§ Défi
Recopiez le passage du texte fourni qui s'ouvre sur « Que je serais » et se clôt sur « éclaté au moulin. », en substituant « venin » à « poison ».

§ Texte fourni
--*--
Ce n'est pas une vie ! C'est la prison !
Je suis une marchande,
l'épouse d'un riche marchand,
Zinovi Borissovitch Ismaïlov.
La fourmi traîne le brin de paille,
l'oiseau construit son nid,
les ouvriers agricoles ensachent le blé,
il n'y a que moi qui n'aie rien à faire.
Il n'y a que moi qui sois triste.
Il n'y a que pour moi, la marchande,
que le monde ne sourie pas.
Y aura-t-il des champignons aujourd'hui ?
Il y en aura.
Fais attention, j'aime beaucoup les champignons et avec du sarrasin.
Que le soleil brille, ou que l'orage se déchaîne maintenant,
cela m'est complètement égal.
- Pourquoi chantes-tu ? N'as-tu rien d'autre à faire ? - Et que ferais-je ?
Pourquoi donc avons-nous pris chez nous une femme comme toi ?
J'avais dit à mon fils : n'épouse pas Katerina.
Il ne m'a pas écoutée. Une bonne épouse vraiment :
cinq ans qu'elle est mariée,
et elle n'a pas encore donné naissance à un seul enfant !
- Que je suis triste, ah, que je suis triste. - Allons !
- Que je suis triste, ah, que je suis triste. - Allons !
Que je serais heureuse
si j'étais enfin mère !
Sottises !
Tu serais contente de trouver quelque jeune homme.
Non, ne fais pas de bêtises. La palissade est haute, les chiens sont lâchés,
les employés sont sûrs.
Et moi, je suis tout le temps là.
Prépare le poison pour les rats.
Ils ont encore mangé toute la farine.
Rat toi-même !
C'est pour toi que devrait être le poison !
Parle !
Une sacrée bagarre a éclaté au moulin.
Le grabuge a été énorme.
Comment cela va-t-il se passer ?
--*--
§ Données fournies
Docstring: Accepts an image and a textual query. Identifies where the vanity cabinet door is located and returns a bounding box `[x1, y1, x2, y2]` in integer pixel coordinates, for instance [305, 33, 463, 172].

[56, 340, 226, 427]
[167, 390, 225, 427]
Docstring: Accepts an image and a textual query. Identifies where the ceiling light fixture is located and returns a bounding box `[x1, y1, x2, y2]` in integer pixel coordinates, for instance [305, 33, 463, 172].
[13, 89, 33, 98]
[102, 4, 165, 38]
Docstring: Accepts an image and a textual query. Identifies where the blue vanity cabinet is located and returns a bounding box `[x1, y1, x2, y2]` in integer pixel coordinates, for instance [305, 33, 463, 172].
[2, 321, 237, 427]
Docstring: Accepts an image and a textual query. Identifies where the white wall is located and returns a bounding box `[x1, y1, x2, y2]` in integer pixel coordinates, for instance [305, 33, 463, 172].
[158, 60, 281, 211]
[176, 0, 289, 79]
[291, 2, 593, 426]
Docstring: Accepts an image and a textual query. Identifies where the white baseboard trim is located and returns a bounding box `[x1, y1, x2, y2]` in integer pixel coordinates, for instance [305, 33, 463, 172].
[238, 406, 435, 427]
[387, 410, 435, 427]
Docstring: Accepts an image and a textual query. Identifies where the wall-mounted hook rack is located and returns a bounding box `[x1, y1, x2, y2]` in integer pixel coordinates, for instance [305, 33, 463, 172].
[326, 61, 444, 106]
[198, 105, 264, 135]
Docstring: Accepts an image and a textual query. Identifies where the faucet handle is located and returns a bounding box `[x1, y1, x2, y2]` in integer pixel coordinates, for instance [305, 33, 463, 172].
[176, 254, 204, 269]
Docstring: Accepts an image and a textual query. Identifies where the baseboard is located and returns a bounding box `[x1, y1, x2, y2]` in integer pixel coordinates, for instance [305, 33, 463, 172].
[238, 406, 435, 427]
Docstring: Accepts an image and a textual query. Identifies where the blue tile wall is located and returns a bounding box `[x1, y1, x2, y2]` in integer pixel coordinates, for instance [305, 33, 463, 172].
--*--
§ Votre réponse
Que je serais heureuse
si j'étais enfin mère !
Sottises !
Tu serais contente de trouver quelque jeune homme.
Non, ne fais pas de bêtises. La palissade est haute, les chiens sont lâchés,
les employés sont sûrs.
Et moi, je suis tout le temps là.
Prépare le venin pour les rats.
Ils ont encore mangé toute la farine.
Rat toi-même !
C'est pour toi que devrait être le venin !
Parle !
Une sacrée bagarre a éclaté au moulin.